Location labeling records:
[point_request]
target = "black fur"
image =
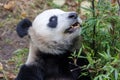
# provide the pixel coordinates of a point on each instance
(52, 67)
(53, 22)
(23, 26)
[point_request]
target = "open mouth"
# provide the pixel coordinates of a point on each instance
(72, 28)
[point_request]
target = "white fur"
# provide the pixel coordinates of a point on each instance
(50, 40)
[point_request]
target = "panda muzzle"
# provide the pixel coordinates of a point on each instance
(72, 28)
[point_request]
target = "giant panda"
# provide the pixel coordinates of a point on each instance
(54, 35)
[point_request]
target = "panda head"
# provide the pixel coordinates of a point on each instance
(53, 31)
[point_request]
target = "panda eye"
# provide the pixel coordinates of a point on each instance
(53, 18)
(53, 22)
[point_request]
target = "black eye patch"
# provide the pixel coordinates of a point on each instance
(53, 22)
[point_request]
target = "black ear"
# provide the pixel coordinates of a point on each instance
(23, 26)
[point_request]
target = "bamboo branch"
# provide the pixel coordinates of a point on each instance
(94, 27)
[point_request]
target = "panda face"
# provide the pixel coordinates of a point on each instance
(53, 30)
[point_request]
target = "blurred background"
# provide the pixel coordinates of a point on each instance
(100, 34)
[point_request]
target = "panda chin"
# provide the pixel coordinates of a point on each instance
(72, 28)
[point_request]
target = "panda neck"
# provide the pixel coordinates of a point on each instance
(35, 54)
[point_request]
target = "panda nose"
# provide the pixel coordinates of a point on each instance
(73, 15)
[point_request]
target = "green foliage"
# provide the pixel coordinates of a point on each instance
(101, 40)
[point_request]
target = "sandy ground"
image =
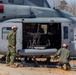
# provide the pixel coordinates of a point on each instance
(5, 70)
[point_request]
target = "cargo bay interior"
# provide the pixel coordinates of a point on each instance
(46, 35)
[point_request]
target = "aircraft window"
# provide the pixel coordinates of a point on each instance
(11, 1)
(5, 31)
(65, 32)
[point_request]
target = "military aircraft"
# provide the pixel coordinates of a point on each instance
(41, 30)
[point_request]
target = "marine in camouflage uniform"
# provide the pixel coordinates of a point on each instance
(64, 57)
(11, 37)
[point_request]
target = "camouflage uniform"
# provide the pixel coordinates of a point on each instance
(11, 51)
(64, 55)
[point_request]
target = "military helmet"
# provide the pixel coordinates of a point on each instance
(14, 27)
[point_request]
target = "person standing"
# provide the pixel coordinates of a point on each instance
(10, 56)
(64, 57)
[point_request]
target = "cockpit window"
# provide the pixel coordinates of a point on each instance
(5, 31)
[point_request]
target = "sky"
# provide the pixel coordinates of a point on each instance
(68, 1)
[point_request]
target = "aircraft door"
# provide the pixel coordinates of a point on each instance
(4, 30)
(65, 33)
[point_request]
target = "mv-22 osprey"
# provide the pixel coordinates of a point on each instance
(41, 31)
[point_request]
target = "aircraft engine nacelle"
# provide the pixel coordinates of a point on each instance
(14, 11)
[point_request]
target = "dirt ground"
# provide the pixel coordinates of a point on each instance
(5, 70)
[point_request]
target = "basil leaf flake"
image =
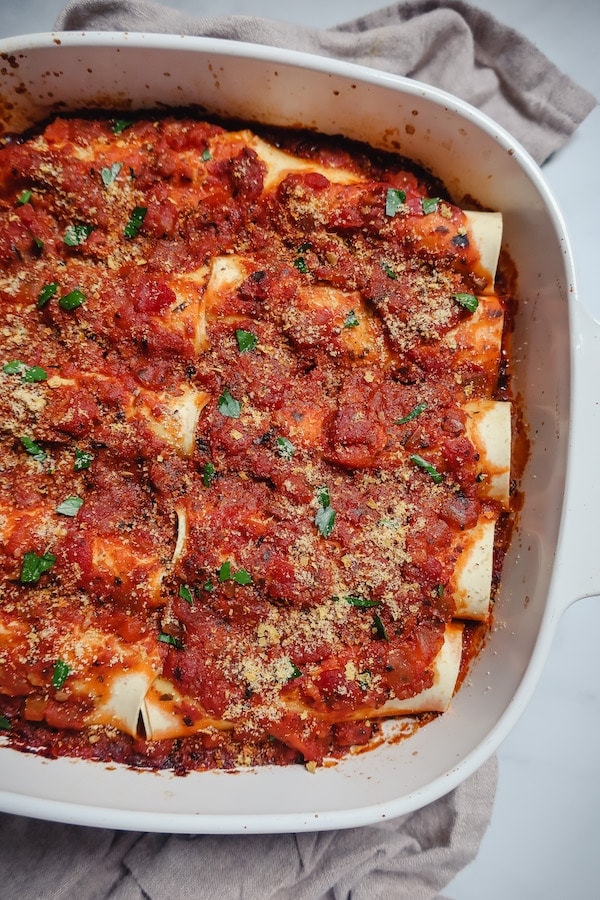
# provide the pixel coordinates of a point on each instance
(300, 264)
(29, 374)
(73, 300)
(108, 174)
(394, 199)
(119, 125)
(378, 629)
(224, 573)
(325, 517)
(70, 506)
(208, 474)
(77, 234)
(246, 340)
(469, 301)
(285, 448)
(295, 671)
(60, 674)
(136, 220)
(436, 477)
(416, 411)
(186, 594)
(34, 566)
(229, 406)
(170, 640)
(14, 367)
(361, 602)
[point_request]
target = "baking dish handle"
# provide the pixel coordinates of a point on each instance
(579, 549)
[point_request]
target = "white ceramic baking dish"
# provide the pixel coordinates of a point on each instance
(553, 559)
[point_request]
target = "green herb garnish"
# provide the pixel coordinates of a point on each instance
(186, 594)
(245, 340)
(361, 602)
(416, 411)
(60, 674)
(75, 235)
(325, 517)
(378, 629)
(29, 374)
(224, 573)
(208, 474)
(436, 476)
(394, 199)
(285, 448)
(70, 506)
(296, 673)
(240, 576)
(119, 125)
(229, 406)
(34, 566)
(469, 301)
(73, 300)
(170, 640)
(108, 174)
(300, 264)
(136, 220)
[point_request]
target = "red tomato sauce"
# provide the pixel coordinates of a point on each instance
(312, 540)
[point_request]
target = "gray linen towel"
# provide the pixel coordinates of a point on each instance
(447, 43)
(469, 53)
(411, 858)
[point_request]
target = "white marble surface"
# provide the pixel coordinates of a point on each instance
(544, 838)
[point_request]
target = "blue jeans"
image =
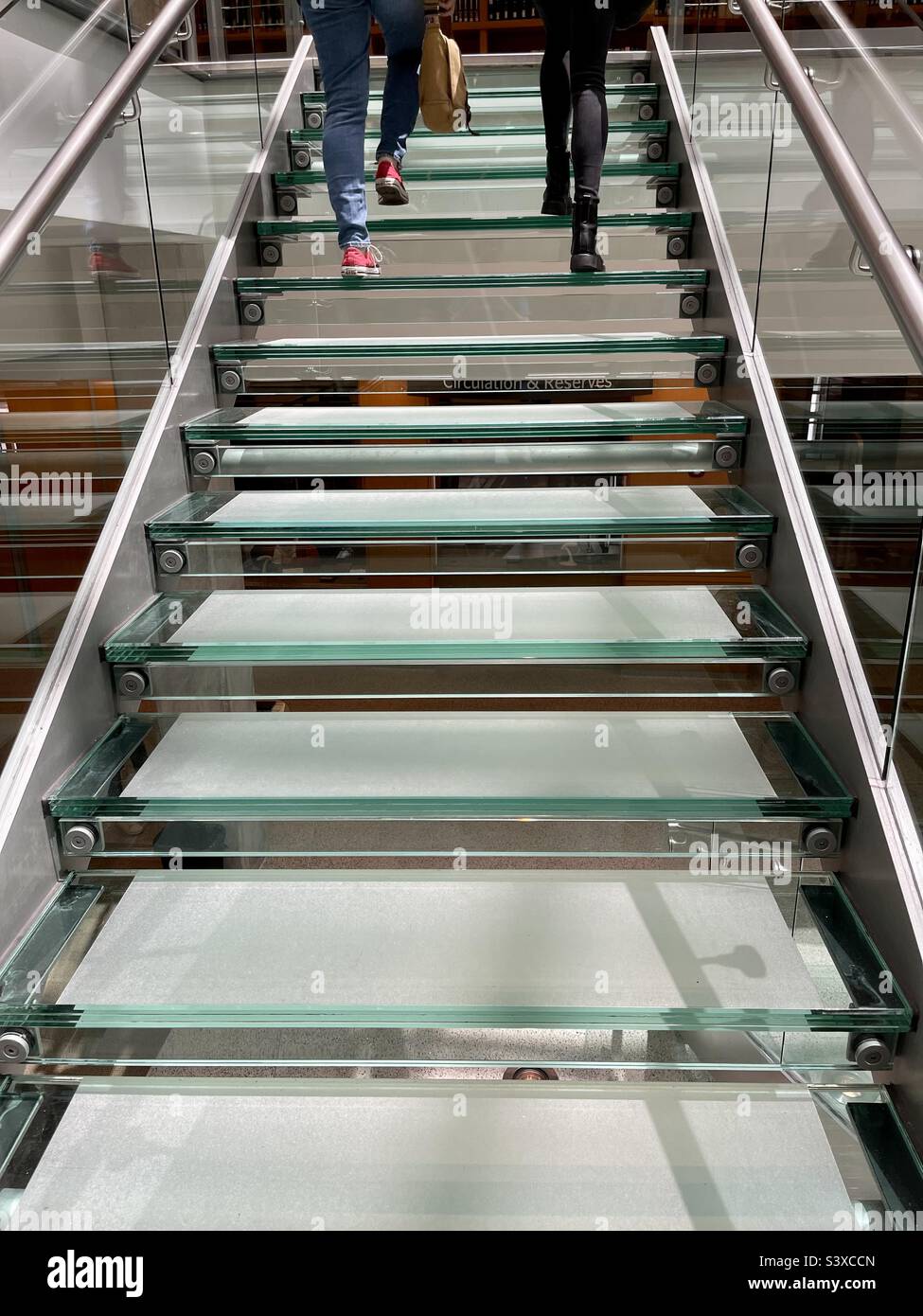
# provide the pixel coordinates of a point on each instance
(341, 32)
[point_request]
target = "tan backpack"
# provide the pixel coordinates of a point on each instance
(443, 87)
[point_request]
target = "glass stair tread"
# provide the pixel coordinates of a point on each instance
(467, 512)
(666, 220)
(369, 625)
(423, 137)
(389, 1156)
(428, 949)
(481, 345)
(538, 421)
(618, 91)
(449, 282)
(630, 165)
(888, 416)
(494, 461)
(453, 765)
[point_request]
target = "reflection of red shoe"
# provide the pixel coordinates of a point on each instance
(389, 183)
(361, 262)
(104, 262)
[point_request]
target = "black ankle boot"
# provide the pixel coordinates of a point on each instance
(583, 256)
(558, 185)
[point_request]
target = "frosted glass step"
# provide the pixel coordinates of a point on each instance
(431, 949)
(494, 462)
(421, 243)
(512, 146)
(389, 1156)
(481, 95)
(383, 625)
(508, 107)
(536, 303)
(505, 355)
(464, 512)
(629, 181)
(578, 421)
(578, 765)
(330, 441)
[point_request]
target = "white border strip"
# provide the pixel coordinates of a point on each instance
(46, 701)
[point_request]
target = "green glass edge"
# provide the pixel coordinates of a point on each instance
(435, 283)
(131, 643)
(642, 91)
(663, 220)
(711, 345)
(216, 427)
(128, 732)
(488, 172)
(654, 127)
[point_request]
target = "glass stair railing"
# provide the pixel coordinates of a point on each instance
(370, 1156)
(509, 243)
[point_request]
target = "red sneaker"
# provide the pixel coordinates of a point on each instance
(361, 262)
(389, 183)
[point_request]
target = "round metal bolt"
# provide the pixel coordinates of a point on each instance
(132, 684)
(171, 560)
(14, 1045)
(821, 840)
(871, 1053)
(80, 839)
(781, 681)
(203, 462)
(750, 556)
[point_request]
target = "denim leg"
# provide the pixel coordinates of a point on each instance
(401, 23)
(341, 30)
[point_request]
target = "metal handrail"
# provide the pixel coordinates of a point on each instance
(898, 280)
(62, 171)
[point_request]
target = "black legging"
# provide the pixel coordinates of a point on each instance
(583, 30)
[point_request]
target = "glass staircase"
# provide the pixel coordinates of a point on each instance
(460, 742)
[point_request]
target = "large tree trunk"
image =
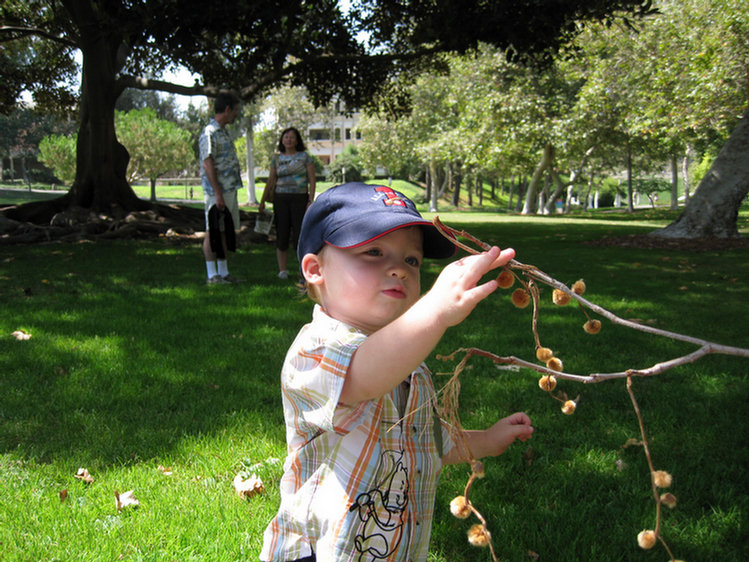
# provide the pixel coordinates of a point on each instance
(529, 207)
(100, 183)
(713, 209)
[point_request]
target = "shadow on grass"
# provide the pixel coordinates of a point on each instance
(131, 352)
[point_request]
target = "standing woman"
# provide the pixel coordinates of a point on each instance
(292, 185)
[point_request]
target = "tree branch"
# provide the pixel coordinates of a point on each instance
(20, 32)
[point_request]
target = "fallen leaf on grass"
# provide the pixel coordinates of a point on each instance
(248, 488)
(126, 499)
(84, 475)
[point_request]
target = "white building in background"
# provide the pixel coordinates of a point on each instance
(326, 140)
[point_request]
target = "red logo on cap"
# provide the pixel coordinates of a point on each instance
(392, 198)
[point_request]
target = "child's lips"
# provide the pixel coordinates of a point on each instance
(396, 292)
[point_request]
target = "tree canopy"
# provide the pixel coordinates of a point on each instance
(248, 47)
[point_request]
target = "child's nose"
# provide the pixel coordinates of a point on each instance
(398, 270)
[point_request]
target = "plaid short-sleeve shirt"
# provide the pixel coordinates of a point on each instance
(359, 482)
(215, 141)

**TASK OBJECTIVE:** Copy out every line in the entries above that contains the word "glass".

**WORKED ANSWER:**
target = "glass stair tread"
target = "frosted glass step"
target = "green glass edge"
target = "glass stair railing"
target = "glass staircase"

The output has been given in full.